*The exercise*.
Pull out every line of the records below that contains the word "small".
-- start Data to use --
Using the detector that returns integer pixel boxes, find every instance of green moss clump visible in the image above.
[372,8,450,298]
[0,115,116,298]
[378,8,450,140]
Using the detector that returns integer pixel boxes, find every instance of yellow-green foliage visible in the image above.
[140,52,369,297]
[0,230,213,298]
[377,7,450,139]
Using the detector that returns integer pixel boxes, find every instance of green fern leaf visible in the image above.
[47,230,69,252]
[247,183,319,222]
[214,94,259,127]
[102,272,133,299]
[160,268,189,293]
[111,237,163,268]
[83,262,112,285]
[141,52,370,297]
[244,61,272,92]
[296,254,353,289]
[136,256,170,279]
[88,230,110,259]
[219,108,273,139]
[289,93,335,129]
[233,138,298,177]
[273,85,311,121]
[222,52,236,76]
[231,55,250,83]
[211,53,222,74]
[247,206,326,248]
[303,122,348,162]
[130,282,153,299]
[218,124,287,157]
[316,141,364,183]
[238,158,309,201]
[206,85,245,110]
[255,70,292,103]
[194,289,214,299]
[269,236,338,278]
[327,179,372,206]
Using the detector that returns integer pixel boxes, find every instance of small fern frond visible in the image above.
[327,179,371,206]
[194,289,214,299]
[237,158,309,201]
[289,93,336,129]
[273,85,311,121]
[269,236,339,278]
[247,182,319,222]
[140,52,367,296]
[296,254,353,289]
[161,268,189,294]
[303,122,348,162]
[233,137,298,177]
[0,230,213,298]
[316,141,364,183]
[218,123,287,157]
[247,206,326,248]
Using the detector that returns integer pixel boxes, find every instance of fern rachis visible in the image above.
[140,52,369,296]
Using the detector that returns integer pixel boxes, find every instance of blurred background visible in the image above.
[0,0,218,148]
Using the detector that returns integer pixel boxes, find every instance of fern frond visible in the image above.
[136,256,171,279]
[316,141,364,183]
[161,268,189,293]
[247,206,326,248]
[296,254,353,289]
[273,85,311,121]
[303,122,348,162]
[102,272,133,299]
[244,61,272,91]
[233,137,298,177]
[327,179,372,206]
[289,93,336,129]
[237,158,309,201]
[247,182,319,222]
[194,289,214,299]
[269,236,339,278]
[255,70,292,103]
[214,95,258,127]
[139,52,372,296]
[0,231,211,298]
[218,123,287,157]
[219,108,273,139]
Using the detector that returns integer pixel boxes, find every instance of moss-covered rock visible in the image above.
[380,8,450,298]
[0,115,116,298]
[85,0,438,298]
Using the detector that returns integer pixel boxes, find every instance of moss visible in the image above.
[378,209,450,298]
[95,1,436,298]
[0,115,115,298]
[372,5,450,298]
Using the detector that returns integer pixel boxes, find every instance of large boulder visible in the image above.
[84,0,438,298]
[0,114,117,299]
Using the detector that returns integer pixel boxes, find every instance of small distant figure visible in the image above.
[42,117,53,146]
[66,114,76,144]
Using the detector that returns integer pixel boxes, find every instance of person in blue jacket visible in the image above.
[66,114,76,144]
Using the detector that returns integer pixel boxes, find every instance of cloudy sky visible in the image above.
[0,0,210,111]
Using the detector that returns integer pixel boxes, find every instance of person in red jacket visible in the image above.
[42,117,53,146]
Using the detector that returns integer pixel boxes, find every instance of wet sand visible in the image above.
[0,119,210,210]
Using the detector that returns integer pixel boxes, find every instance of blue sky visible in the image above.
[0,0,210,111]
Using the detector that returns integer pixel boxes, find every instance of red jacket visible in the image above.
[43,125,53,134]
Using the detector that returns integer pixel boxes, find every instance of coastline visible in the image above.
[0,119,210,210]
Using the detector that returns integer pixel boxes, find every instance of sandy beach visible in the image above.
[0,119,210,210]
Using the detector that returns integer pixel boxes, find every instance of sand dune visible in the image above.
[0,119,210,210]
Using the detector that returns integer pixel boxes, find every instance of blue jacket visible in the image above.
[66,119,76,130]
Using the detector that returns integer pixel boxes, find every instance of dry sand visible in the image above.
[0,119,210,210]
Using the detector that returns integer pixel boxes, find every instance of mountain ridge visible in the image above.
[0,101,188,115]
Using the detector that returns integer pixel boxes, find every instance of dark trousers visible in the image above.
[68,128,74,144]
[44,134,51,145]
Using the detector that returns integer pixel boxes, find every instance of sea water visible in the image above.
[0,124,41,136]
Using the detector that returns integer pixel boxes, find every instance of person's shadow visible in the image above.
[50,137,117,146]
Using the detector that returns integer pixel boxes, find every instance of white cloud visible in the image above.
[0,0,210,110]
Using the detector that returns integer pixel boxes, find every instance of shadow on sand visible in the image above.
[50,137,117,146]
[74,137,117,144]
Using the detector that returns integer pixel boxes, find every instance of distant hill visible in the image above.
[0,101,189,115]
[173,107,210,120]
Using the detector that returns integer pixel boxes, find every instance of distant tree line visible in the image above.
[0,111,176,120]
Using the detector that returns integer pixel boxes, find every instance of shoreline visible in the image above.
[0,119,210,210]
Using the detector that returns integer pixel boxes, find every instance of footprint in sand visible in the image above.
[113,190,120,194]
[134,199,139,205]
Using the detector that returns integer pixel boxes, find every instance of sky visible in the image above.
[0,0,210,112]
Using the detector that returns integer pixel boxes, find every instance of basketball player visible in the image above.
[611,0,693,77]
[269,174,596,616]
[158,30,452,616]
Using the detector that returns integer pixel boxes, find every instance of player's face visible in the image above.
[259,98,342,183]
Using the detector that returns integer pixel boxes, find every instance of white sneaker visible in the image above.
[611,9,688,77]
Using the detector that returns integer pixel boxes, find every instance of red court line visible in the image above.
-- end Data to use --
*Solution for this problem*.
Using the detector that returns integer pixel boxes, find every instance of small fern frond visible in the image above.
Using the detector that returns integer pixel boxes, find every instance of small distant figure visible in the image above.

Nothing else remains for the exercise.